_DOCUMENT TEXT_
(begin)
Art

Gulbenkian Museum Memorabilia in Lisbon

Calouste Gulbenkian in 1912 (Image courtesy of Financial Times London)

By P. F. Sommerfeldt – 

In Lisbon in late March I had a list of must visits to Portugal’s beautiful capital city, including the famous Gulbenkian Museum in its private foundation premises. This renowned museum – in modern brutalist style surrounded by lush gardens seen through its windows – is the home for the eclectic art collection of Calouste Sarkis Gulbenkian, of which my favorite areas of concentration are the Persian and Near Eastern and European arts, including painting and Lalique glass. The Gulbenkian Museum has some of the finest Persian cultural artifacts and Lalique objects in the world as well as exquisite signature European art pieces by great masters whose appealed to Gulbenkian, often going far out of his way to pursue individual works of art.

Gulbenkian was often considered eccentric as a cosmopolitan Armenian industrialist and collector – his flamboyant father even more so – and the family fortune was widespread including in global petroleum. Calouste lived in Istanbul, Cairo, London, Paris and Lisbon, among other cities, where he cast his net wide for outstanding and often unique collectibles that met his high connoisseur standards, eventually acquiring over 6,400 objets d’art and he sometimes commissioned glass or jewelry art pieces from artists like René Lalique, from whom he owned 140 pieces especially during the Art Deco Period. I’ve selected only just a few (six) of my personal most-liked pieces to highlight here.

Timurid Persian jade mashraba of Ulugh Beg, 14th c. Gulbenkian Museum (photo P. Hunt 2024)

First, near the museum entry point to the incomparable Near Eastern galleries is an exquisite pale white jade Persian Timurid period (early 15th c.) small round jug called a mashraba for cooing drinking water (14.5 cm h). This jade vessel is perhaps most memorable not just for its luster and highly polished surface aesthetics, but equally for its illustrious provenance because it belonged to one of history’s most interesting royal scientists, a prince and then sovereign, grandson of Timurlane himself memorialized by Elizabethan poet and dramatist Christopher Marlowe. The first known owner of this jade object was Ulugh Beg of Samarkand, a mathematician and astronomer who built one of the most fascinating observatories in history ion his city of Samarkand where it can still be seen in refurbished condition.[1] This jade jug later made its way to Mughal India where it then belonged to Jahangir and Shah Jahan of Taj Mahal fame. Their names are also inscribed near its Chinese dragon handle. Perhaps it is easy to understand why Gulbenkian was doubly attached to a beautiful jade vessel whose prior famous owners’ hands held it before he did.
(end)
_WHAT THE EXERCISE ASKS_
Would you reproduce the Gulbenkian Museum text, starting at the words "By P. F. Sommerfeldt" and stopping after "works of art."? The material that comes next is from a separate source.

_DATASET ENTRIES_
(begin)
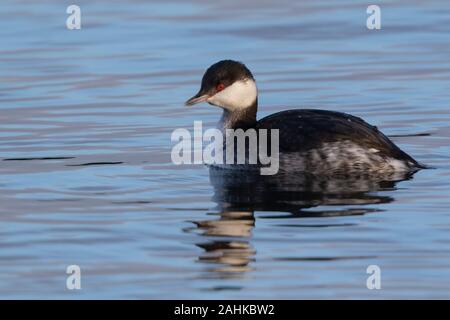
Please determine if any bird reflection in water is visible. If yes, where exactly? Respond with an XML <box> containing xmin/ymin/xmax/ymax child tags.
<box><xmin>188</xmin><ymin>168</ymin><xmax>414</xmax><ymax>278</ymax></box>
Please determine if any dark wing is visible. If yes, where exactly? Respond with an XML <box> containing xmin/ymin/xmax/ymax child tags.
<box><xmin>257</xmin><ymin>109</ymin><xmax>418</xmax><ymax>165</ymax></box>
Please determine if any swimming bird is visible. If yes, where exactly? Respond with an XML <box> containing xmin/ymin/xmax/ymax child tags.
<box><xmin>186</xmin><ymin>60</ymin><xmax>424</xmax><ymax>175</ymax></box>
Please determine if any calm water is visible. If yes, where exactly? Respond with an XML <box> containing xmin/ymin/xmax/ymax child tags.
<box><xmin>0</xmin><ymin>0</ymin><xmax>450</xmax><ymax>299</ymax></box>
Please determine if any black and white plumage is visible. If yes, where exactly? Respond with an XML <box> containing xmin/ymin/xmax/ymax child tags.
<box><xmin>186</xmin><ymin>60</ymin><xmax>423</xmax><ymax>174</ymax></box>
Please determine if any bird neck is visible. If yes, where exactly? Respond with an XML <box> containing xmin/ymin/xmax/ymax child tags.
<box><xmin>218</xmin><ymin>98</ymin><xmax>258</xmax><ymax>131</ymax></box>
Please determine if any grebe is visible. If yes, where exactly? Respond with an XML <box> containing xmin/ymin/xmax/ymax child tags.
<box><xmin>186</xmin><ymin>60</ymin><xmax>424</xmax><ymax>175</ymax></box>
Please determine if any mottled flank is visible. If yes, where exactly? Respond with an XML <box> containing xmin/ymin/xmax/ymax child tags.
<box><xmin>280</xmin><ymin>140</ymin><xmax>417</xmax><ymax>176</ymax></box>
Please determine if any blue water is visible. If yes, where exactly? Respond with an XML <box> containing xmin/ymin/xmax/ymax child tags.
<box><xmin>0</xmin><ymin>0</ymin><xmax>450</xmax><ymax>299</ymax></box>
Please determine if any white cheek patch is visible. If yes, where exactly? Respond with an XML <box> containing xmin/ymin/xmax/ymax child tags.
<box><xmin>207</xmin><ymin>79</ymin><xmax>258</xmax><ymax>111</ymax></box>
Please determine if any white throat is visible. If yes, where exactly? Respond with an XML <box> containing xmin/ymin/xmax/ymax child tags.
<box><xmin>206</xmin><ymin>79</ymin><xmax>258</xmax><ymax>112</ymax></box>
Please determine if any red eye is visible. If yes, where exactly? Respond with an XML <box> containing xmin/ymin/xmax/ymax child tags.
<box><xmin>216</xmin><ymin>83</ymin><xmax>225</xmax><ymax>92</ymax></box>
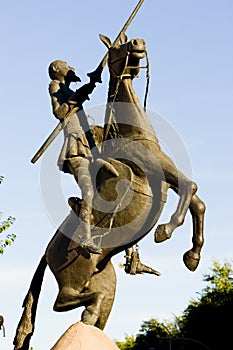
(end)
_RESPONSE TO THIS TASK_
By P. F. Sommerfeldt – 

In Lisbon in late March I had a list of must visits to Portugal’s beautiful capital city, including the famous Gulbenkian Museum in its private foundation premises. This renowned museum – in modern brutalist style surrounded by lush gardens seen through its windows – is the home for the eclectic art collection of Calouste Sarkis Gulbenkian, of which my favorite areas of concentration are the Persian and Near Eastern and European arts, including painting and Lalique glass. The Gulbenkian Museum has some of the finest Persian cultural artifacts and Lalique objects in the world as well as exquisite signature European art pieces by great masters whose appealed to Gulbenkian, often going far out of his way to pursue individual works of art.